[Data provided start]

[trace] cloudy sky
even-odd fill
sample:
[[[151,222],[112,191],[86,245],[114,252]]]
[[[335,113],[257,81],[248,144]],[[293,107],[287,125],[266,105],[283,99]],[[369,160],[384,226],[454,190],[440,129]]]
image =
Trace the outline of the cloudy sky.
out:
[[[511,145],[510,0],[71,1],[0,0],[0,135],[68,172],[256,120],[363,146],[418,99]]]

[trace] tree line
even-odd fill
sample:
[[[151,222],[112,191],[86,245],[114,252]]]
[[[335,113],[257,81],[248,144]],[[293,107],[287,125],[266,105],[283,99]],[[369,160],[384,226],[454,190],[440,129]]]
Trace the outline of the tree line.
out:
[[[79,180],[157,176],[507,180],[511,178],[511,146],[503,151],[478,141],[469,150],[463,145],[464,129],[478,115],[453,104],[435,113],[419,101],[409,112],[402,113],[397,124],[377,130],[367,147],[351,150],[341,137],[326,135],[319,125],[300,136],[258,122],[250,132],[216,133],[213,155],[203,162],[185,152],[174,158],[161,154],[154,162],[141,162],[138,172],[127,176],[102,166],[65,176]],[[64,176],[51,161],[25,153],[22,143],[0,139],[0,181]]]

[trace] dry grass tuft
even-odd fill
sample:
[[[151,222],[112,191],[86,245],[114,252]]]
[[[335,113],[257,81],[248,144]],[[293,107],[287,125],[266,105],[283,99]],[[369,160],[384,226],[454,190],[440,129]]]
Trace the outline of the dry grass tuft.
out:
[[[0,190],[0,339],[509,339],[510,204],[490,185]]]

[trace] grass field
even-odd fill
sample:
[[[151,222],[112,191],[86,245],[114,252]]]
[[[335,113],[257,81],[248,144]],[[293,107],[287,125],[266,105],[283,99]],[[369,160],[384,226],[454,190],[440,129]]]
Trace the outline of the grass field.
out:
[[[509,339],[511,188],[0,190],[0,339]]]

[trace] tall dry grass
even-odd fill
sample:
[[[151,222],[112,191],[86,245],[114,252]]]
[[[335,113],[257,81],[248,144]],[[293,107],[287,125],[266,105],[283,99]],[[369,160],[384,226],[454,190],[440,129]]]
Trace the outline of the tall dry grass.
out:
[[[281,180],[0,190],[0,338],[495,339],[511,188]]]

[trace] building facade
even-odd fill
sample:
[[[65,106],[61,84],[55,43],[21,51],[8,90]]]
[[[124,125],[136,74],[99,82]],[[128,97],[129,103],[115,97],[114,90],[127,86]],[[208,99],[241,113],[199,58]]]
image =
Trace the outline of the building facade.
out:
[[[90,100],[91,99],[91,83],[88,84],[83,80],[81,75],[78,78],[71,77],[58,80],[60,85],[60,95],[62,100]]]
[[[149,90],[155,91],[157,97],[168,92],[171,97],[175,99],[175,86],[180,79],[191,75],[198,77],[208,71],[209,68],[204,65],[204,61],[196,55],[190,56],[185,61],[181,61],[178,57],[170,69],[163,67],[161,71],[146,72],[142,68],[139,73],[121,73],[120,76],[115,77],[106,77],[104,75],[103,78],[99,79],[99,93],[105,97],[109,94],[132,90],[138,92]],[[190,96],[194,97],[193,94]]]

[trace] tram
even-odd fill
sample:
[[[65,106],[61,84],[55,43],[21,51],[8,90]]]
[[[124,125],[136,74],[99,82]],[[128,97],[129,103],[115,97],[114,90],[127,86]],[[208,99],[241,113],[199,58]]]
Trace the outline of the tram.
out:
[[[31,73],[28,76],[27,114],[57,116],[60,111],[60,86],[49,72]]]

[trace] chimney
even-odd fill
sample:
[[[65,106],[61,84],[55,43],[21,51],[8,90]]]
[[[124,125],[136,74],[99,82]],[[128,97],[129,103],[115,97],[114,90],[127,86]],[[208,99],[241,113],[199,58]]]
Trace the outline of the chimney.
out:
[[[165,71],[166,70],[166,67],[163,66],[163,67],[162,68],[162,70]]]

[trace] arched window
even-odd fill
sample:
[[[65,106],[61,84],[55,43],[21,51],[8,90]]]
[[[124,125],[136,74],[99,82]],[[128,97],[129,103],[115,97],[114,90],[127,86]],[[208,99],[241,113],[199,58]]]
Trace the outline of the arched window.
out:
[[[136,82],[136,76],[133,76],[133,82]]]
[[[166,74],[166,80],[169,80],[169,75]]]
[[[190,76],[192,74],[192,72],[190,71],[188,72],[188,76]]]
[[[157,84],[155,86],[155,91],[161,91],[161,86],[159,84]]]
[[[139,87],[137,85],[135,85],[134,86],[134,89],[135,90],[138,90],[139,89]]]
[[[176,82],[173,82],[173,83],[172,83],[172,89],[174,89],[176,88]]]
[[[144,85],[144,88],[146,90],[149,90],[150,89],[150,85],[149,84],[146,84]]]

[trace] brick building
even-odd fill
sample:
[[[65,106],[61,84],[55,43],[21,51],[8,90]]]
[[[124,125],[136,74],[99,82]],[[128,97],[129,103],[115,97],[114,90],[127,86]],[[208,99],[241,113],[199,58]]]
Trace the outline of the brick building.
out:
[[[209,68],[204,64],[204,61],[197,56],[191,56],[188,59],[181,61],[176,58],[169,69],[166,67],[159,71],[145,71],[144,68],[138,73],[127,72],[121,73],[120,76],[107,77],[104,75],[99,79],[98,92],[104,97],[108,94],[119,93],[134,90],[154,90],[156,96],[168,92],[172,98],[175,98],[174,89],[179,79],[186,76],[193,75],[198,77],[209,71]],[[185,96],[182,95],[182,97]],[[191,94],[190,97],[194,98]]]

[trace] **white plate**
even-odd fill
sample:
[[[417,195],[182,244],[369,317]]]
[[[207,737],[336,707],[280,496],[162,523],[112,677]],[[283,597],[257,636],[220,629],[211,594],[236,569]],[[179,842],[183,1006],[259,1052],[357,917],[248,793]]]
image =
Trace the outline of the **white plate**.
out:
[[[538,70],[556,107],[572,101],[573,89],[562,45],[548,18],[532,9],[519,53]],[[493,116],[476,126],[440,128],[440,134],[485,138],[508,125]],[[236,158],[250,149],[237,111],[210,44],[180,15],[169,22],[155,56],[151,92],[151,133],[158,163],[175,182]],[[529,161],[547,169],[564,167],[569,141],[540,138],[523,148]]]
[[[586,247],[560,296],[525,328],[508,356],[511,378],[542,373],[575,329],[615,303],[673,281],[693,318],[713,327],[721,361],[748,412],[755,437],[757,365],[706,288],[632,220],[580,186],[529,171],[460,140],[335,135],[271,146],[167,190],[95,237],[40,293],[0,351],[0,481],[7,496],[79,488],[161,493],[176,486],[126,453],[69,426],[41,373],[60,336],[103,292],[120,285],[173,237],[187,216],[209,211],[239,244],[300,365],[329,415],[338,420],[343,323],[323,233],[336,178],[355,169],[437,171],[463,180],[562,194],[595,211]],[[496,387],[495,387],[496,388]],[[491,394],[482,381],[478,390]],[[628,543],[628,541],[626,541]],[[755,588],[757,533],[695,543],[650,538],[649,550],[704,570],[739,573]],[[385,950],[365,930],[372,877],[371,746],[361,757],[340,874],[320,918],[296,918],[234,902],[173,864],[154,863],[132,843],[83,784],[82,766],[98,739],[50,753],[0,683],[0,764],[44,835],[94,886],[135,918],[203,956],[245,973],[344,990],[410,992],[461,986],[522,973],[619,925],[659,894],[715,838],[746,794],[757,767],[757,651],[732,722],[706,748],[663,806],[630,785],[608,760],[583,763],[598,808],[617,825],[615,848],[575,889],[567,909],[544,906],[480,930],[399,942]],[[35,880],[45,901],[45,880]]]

[Data provided end]

Copy out each line of the listing above that contains the string "field". The match is case-sensitive.

__Correct answer__.
[trace] grass field
Trace the outline of the grass field.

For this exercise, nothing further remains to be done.